* Work to be completed:
What follows is a block of records; restate each one word for word.

* Material for this task:
|---|

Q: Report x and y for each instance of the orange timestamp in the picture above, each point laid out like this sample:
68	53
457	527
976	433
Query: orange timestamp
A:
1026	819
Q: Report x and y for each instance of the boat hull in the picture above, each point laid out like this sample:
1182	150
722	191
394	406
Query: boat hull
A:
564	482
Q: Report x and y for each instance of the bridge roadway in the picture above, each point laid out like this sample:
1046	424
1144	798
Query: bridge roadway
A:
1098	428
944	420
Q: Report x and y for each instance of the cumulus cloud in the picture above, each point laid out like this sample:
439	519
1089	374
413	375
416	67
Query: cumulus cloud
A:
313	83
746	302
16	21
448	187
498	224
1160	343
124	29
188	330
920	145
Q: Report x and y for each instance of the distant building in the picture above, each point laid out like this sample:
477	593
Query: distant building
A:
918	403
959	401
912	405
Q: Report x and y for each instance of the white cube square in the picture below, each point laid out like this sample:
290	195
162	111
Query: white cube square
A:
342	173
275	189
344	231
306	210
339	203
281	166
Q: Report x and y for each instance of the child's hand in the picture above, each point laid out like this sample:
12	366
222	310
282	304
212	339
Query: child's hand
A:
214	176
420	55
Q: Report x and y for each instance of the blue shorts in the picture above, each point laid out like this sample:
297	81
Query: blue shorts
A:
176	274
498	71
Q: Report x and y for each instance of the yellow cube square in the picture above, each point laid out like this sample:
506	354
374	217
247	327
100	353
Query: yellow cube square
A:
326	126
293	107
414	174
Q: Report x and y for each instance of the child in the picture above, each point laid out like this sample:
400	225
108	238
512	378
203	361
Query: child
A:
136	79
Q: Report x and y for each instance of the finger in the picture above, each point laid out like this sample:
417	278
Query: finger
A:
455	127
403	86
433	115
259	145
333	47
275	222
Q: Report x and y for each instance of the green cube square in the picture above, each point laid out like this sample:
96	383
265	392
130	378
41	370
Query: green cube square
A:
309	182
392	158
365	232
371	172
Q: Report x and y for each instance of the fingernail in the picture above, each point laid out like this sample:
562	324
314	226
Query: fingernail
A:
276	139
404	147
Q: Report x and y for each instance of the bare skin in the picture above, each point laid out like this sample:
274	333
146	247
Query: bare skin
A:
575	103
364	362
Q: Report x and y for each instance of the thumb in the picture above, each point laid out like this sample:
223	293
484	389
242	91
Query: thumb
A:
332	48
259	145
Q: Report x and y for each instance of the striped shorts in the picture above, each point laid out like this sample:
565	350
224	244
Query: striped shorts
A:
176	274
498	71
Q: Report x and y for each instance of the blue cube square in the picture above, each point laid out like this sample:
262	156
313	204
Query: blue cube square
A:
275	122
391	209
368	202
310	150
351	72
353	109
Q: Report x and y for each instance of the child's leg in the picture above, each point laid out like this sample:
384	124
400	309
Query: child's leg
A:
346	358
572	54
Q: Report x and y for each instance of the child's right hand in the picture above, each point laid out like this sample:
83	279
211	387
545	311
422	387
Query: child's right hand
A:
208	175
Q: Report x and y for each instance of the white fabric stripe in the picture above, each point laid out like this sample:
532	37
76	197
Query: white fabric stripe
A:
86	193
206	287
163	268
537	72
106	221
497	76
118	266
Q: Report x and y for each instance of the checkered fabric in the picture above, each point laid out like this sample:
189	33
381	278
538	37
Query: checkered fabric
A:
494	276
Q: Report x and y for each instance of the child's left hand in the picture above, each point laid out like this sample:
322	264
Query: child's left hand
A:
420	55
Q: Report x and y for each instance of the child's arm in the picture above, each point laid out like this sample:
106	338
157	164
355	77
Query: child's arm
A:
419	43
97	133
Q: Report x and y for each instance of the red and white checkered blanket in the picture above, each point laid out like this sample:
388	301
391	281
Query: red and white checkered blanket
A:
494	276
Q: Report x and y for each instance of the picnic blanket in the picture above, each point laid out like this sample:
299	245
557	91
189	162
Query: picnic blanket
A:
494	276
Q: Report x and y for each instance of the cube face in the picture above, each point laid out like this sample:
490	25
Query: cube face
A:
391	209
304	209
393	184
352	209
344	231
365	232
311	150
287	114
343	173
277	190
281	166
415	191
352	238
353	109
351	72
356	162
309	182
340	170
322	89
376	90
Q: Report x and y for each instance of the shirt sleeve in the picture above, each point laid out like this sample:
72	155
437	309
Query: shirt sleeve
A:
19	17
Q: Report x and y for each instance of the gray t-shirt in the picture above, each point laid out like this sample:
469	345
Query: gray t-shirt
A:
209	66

|---|

* Worked solution:
Q: Report x and y for each instance of the orange timestamp in the picture above, each point laid out like this sample:
68	53
457	527
976	433
Query: orange timestamp
A:
1026	819
Q: Report x and y for each instance of the boat hull in the picture above, each point laid out like this sample:
1182	150
722	191
394	406
Query: boat hull
A:
564	482
Q: Report x and y for each instance of the bridge roadway in the picture above, each point laid out like this sample:
1046	424
1144	798
Query: bridge roadway
A:
1098	428
944	420
Q: Report x and y for each instance of the cumulus cloud in the picture above, each point laid out like this sample:
439	519
1089	374
413	375
416	67
Query: cumulus cloud
A:
313	83
746	302
16	21
448	187
498	224
1160	343
124	29
188	330
920	145
Q: Report x and y for each instance of the distant building in the picture above, each point laid out like this sample:
477	593
Query: distant building
A:
918	403
959	401
912	405
Q: Report x and y for each instance of the white cube square in the picture below, each point laid out like this sample:
290	195
162	111
Query: white cube square
A:
342	173
275	189
344	231
306	210
339	203
281	166
Q: Report x and y for each instance of the child's hand in the picture above, each point laid out like this sample:
12	366
222	310
282	304
212	339
Query: child's hand
A:
214	176
420	55
Q: Report x and y for each instance of the blue shorts in the picture above, each point laid out like this sample:
297	81
Query: blue shorts
A:
176	274
498	71
Q: Report x and y for each instance of the yellow cube square in the picture above, each point laid out like this sample:
506	354
374	217
247	327
100	353
Query: yellow cube square
A:
326	126
293	107
414	174
Q: Report x and y for each instance of the child in the picture above, each point laid out like this sample:
400	225
108	238
512	378
203	361
Query: child
A:
136	79
Q: Report x and y for each instance of the finger in the picture above, each point laid out like this sample:
417	278
Query: finger
A:
455	127
403	86
433	115
259	145
333	47
275	222
Q: Report x and y for each instance of the green cube square in the picture above, each point laid out like this sample:
96	383
265	392
130	378
41	370
Query: green cube square
A:
309	182
392	158
365	232
371	172
Q: Report x and y for each instance of the fingernail in the picture above, each point laid out like this sample:
562	324
314	226
Query: fingernail
A:
276	139
404	147
Q: Report x and y for each instance of the bare skin in the picture above, each point laid out like this sample:
274	333
146	247
Query: bare skin
A:
575	103
364	362
Q: Report x and y for each instance of the thumb in the picture above, each point laid out like this sample:
223	293
484	389
242	91
Query: thumb
A:
332	48
259	145
Q: Report x and y for each instance of the striped shorts in the picture above, each point laid out like this sample:
565	350
224	244
Query: striped shorts
A:
176	274
498	71
Q: Report x and y for each instance of the blue cube square in the picture above, each point laid out like this sample:
262	156
313	204
Query: blue cube square
A:
275	122
391	209
368	202
310	150
351	72
353	109
Q: Report x and y for each instance of the child's leg in the picture above, each point laid out like this sample:
384	124
400	309
Query: child's leg
A:
346	358
572	54
Q: Report x and y for each instance of the child's right hand in the picture above, each point laid out like this sample:
83	279
211	387
545	311
422	387
Query: child's right hand
A:
208	175
Q: Report x and y for each instance of the white fabric stripe in the picture above, each point laid out like this sample:
532	37
76	197
Query: white fabric stripe
A:
86	193
206	287
163	268
537	72
106	221
497	76
118	266
Q: Report x and y for each instance of the checkered fabric in the picture above, each point laid out like this sample:
189	33
381	278
538	37
Query: checkered fabric
A:
494	276
Q: Report x and y for each instance of the child's left hand in the picture above, each point laid out like this sample:
322	264
Query: child's left hand
A:
420	55
Q: Report x and y for each instance of the child's arm in the picture above, each point laid out like this sample:
106	338
157	164
355	77
Query: child's arm
A:
419	43
97	133
Q: Report x and y for each instance of the red and white checkered blanket in the picture above, each point laid out like this sample:
388	301
391	281
Query: red and white checkered blanket
A:
494	276
Q: Report x and y for each instance of the picnic blanket in the picture above, each point laid out like this sample:
299	245
557	91
189	162
Query: picnic blanket
A:
494	276
Q: Report x and y for each instance of the cube face in the picture above, each point laid out like this sample:
490	25
Query: cube face
A:
391	209
304	209
393	184
352	209
344	231
365	232
311	150
287	114
343	173
277	190
281	166
415	191
352	238
353	109
351	72
356	162
309	182
340	170
322	89
376	90
Q: Report x and y for each instance of the shirt sleeve in the picture above, each point laid out like this sample:
72	155
437	309
Query: shirt sleeve
A:
19	17
Q: Report x and y for each instance of the gray t-shirt in the picture above, each point laid out like this sample:
469	345
Query: gray t-shirt
A:
209	66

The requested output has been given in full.